* START Document segment *
Wouldn’t it be great if we understood everything that was happening in hydraulic fracturing?
We aren’t there yet.
“We’ve made tremendous progress. There’s no question about that. But I don’t think you’ll find anyone who would say we’ve optimized what we do,” said AAPG member Mark Zoback, professor of geophysics at Stanford University’s School of Earth Sciences.
Recent work by Zoback and his colleagues found that slow slip along misoriented or poorly oriented faults can contribute to high production rates in very low permeability reservoirs.
That response to hydraulic fracturing doesn’t show up in routine microseismic monitoring. Understanding this overlooked slippage is key to knowing what occurs in the reservoir following hydrofracturing, Zoback said.
How important is it?
“I don’t think shale gas could be produced in many of these reservoirs if this wasn’t happening,” he said.
* END Document segment *
* START Supplied entries *
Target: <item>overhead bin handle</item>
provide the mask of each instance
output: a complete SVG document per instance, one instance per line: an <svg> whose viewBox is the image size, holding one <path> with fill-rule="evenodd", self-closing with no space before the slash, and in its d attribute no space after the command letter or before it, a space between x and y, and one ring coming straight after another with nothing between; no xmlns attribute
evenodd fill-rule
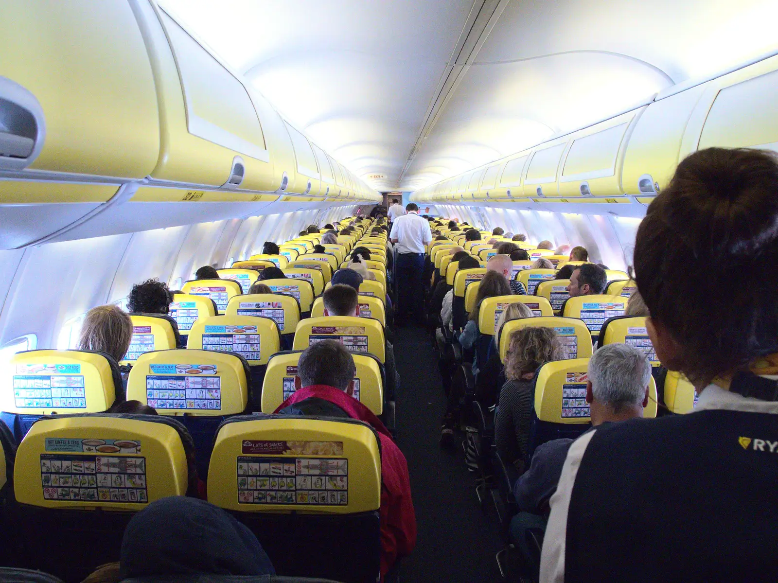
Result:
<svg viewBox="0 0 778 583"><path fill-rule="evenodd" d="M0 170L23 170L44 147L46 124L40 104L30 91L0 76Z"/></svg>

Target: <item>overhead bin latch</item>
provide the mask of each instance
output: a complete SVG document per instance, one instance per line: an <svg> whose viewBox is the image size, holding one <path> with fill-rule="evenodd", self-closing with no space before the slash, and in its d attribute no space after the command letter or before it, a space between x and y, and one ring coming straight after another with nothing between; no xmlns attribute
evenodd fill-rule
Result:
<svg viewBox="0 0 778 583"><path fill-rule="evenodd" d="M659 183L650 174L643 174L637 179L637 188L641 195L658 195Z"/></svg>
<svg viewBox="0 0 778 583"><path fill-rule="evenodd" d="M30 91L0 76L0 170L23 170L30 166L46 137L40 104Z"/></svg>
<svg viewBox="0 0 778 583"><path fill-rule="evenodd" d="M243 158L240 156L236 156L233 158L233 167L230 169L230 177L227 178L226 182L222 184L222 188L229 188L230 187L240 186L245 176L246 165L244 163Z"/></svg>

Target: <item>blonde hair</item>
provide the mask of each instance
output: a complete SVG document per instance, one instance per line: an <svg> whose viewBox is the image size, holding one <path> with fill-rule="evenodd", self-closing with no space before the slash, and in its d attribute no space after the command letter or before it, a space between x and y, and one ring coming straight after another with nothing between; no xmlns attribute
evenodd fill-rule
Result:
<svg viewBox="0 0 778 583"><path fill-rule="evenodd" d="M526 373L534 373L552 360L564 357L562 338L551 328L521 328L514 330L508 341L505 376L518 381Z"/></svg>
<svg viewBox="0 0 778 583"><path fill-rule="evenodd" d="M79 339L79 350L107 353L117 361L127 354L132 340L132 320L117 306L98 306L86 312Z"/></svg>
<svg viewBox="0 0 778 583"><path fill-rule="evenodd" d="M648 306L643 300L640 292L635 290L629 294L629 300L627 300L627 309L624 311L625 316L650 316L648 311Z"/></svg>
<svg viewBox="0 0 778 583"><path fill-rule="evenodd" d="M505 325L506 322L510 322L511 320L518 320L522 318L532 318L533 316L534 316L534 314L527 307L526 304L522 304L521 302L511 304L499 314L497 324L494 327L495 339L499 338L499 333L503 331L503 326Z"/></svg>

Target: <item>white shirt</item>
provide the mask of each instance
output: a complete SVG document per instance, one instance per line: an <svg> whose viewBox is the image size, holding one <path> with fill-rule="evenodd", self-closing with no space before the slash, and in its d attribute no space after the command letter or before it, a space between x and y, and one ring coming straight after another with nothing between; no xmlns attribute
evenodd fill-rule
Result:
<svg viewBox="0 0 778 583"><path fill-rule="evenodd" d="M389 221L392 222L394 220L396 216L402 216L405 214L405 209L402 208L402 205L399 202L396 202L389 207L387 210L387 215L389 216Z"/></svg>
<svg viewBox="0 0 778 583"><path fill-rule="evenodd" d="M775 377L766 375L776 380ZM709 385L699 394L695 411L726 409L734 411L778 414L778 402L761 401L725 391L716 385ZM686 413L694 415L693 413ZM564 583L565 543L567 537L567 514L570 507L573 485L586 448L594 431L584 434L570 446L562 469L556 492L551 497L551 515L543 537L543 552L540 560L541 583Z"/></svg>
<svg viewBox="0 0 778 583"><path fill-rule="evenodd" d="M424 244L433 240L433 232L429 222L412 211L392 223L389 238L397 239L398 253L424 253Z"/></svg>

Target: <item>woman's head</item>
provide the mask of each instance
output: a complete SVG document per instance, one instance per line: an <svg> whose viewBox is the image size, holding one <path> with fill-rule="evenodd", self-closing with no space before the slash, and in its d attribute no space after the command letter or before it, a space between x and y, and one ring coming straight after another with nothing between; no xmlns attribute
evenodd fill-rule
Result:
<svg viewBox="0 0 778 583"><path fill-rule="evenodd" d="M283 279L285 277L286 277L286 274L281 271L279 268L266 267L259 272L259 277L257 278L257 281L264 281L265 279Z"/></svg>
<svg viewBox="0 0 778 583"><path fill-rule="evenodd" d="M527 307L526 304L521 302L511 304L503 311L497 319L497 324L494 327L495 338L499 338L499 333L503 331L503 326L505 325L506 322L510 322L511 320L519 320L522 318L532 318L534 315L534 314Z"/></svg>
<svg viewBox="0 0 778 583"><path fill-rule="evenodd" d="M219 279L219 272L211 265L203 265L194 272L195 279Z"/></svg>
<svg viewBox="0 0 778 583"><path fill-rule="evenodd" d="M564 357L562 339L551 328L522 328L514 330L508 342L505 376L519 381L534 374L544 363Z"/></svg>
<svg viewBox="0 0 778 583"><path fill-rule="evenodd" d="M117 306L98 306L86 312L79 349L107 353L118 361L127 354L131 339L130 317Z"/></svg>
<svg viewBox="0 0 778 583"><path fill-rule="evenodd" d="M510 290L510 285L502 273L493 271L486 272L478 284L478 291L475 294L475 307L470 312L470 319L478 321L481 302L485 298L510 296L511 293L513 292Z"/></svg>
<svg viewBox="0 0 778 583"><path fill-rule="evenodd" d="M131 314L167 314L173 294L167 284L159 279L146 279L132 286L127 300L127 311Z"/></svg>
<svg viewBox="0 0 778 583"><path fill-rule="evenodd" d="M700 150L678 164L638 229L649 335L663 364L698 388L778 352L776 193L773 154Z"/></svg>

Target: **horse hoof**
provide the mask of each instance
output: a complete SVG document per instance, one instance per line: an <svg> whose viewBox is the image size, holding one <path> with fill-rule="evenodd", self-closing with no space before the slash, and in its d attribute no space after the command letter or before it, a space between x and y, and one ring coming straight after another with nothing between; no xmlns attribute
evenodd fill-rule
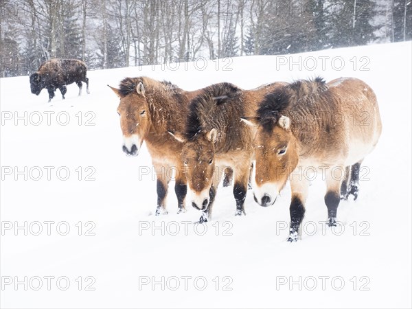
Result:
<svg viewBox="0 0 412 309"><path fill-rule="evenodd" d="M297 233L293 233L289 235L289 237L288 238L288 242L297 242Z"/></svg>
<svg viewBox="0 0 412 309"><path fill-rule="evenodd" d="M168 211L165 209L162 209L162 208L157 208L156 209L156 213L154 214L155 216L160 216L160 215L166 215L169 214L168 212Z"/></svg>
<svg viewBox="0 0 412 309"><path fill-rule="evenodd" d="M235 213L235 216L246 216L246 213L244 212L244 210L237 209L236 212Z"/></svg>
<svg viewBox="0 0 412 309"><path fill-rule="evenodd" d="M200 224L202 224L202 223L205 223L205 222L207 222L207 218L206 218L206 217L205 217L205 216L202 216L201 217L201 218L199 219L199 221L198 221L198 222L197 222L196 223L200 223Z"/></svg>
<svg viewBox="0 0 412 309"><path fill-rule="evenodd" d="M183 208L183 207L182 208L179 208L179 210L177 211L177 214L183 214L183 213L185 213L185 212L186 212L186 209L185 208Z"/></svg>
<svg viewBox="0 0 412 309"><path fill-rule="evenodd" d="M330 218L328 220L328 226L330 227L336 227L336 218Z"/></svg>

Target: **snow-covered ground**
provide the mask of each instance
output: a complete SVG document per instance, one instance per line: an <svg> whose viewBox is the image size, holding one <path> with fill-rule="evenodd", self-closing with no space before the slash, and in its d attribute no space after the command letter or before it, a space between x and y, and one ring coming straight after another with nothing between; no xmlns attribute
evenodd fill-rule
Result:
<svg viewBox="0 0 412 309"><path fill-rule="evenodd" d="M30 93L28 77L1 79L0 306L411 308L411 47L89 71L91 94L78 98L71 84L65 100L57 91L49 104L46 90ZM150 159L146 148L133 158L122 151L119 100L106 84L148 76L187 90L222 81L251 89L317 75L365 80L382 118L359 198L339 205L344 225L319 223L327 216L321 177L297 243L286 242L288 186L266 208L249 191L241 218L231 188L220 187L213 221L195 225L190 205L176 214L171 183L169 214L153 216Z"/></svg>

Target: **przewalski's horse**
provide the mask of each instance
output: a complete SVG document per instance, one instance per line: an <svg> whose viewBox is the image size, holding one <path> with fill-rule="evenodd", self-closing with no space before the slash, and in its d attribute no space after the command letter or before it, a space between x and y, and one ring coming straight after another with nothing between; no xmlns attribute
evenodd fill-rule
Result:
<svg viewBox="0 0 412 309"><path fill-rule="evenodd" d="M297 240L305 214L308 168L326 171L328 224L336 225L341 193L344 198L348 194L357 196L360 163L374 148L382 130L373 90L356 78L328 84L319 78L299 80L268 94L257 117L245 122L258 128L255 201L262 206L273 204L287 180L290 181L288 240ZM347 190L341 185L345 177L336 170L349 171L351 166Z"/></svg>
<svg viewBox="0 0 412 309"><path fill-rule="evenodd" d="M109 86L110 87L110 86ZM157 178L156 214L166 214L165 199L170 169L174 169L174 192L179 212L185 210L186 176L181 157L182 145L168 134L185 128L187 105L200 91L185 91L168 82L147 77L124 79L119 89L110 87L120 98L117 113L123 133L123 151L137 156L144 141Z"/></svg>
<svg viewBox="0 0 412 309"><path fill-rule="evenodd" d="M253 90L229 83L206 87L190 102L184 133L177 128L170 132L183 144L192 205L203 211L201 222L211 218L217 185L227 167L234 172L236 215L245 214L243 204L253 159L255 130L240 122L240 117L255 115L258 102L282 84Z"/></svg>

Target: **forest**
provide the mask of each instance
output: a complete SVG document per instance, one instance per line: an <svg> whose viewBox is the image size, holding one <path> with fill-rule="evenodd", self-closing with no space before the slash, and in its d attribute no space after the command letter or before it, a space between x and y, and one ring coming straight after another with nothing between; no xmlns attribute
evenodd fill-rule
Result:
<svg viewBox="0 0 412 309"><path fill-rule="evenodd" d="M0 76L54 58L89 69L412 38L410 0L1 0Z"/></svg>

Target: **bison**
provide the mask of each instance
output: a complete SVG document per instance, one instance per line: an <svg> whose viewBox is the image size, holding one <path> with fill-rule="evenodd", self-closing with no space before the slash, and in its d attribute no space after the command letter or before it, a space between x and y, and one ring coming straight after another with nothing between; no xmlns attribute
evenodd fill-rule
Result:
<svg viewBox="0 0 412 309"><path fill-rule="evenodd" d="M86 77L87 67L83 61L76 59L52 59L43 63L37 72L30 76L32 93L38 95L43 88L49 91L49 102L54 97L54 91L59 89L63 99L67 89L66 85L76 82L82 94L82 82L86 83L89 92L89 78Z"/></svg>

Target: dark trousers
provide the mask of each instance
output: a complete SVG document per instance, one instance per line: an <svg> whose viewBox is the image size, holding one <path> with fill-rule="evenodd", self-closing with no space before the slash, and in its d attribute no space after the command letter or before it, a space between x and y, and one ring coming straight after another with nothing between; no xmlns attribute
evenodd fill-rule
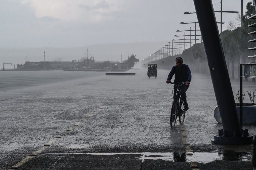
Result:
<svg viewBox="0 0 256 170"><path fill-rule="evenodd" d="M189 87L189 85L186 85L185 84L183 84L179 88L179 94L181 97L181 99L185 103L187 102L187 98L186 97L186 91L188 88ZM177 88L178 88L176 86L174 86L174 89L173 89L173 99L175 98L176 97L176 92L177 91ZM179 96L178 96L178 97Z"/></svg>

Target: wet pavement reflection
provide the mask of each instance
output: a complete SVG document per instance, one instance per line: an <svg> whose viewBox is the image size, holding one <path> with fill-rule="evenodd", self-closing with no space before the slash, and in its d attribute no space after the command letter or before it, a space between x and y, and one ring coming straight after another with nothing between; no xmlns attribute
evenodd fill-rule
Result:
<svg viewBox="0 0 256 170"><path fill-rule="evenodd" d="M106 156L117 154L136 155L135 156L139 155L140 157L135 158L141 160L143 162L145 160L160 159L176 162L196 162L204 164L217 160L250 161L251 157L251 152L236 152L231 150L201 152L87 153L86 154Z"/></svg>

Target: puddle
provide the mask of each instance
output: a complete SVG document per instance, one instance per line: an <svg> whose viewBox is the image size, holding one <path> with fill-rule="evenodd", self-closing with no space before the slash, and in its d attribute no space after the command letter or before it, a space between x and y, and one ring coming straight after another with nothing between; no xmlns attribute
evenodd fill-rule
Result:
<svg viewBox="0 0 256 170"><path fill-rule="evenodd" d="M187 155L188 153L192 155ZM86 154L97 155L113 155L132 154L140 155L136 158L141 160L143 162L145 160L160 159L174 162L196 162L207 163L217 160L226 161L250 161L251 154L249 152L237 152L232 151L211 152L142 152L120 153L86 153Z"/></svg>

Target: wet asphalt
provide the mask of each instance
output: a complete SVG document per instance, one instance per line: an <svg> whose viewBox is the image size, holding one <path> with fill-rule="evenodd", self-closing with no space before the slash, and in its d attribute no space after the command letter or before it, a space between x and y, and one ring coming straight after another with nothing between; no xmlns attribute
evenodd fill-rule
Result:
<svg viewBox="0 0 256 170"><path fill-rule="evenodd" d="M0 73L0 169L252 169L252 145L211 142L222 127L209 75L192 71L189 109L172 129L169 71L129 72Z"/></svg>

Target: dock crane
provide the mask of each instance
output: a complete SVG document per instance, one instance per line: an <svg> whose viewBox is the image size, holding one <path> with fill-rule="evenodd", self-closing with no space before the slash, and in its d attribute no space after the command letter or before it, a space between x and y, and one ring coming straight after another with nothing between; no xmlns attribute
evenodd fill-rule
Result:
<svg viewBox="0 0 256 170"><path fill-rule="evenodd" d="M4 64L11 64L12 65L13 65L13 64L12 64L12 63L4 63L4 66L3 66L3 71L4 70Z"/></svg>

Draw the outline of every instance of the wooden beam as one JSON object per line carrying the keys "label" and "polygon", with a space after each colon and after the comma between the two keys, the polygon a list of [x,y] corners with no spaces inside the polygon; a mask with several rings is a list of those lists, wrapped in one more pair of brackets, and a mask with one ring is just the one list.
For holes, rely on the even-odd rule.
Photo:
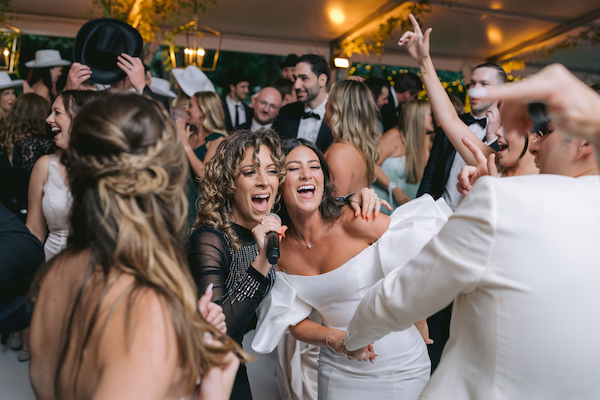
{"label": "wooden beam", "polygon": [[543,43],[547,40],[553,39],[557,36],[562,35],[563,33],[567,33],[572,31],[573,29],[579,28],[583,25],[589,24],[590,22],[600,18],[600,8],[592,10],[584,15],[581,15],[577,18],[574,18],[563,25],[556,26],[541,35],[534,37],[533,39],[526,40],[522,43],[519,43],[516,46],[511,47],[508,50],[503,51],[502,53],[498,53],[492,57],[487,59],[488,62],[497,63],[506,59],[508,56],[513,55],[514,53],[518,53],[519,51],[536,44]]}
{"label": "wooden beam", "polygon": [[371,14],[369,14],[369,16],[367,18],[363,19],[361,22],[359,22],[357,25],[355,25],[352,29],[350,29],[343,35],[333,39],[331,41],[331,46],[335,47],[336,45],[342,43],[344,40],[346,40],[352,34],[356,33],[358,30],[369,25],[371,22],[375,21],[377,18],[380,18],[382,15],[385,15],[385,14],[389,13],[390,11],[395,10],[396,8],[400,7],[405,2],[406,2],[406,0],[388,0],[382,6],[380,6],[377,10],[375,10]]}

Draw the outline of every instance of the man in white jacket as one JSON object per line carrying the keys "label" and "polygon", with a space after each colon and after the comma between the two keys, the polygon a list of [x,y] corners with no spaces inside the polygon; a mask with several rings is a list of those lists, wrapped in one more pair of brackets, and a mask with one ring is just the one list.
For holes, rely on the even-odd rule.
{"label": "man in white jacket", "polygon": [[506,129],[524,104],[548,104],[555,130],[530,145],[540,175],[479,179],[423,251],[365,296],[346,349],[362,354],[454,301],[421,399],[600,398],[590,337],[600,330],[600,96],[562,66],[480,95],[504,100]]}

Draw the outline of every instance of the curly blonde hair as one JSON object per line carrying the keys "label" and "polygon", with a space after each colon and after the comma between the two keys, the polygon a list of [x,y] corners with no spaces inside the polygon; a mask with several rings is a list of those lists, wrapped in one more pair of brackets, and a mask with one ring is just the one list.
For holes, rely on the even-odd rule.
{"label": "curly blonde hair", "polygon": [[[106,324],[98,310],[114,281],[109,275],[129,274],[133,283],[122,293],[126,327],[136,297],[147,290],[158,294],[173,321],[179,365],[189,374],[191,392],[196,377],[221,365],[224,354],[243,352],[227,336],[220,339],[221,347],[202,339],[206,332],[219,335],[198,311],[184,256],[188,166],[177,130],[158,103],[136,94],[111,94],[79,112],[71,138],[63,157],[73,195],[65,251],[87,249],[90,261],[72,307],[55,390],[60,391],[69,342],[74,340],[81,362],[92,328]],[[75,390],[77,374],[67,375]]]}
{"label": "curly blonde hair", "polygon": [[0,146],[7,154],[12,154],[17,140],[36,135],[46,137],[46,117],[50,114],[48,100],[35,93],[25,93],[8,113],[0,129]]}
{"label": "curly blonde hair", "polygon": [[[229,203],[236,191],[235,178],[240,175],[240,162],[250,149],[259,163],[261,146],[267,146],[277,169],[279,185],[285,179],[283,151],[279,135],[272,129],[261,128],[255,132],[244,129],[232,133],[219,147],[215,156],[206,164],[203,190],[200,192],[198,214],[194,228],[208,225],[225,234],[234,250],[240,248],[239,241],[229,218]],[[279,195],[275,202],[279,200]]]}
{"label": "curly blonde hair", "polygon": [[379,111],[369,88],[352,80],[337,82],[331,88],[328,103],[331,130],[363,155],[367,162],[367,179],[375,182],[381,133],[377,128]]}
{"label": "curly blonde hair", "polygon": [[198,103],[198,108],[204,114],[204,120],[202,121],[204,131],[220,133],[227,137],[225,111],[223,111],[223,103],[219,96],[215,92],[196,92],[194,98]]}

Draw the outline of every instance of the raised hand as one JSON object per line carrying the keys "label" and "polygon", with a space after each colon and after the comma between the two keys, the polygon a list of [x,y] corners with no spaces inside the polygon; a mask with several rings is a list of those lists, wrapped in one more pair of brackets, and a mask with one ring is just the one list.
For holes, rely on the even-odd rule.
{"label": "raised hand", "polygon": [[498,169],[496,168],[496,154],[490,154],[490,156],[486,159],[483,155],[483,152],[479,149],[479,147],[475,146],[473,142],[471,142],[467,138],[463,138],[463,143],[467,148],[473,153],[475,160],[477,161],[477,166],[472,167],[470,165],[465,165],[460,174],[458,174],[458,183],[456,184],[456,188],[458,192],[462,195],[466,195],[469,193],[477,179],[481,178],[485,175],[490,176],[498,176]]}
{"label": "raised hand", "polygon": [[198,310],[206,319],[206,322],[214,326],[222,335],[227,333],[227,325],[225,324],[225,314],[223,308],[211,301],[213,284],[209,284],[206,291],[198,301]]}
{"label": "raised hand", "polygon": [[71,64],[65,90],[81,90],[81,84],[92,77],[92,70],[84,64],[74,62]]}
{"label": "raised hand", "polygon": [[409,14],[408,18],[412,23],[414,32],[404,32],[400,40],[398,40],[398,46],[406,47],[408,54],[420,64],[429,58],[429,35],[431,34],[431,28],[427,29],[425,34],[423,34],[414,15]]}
* END Supplied entries *
What to do
[1] According to the hydraulic fracturing passage, what can contribute to high production rates in very low permeability reservoirs?
[2] Reproduce word for word the part of the hydraulic fracturing passage starting with "Wouldn’t it be" and going on through "hydrofracturing, Zoback said.".
This material comes from a source separate from the hydraulic fracturing passage.

Exercise answers
[1] Slow slip along misoriented or poorly oriented faults can contribute to high production rates in very low permeability reservoirs.

[2]
Wouldn’t it be great if we understood everything that was happening in hydraulic fracturing?
We aren’t there yet.
“We’ve made tremendous progress. There’s no question about that. But I don’t think you’ll find anyone who would say we’ve optimized what we do,” said AAPG member Mark Zoback, professor of geophysics at Stanford University’s School of Earth Sciences.
Recent work by Zoback and his colleagues found that slow slip along misoriented or poorly oriented faults can contribute to high production rates in very low permeability reservoirs.
That response to hydraulic fracturing doesn’t show up in routine microseismic monitoring. Understanding this overlooked slippage is key to knowing what occurs in the reservoir following hydrofracturing, Zoback said.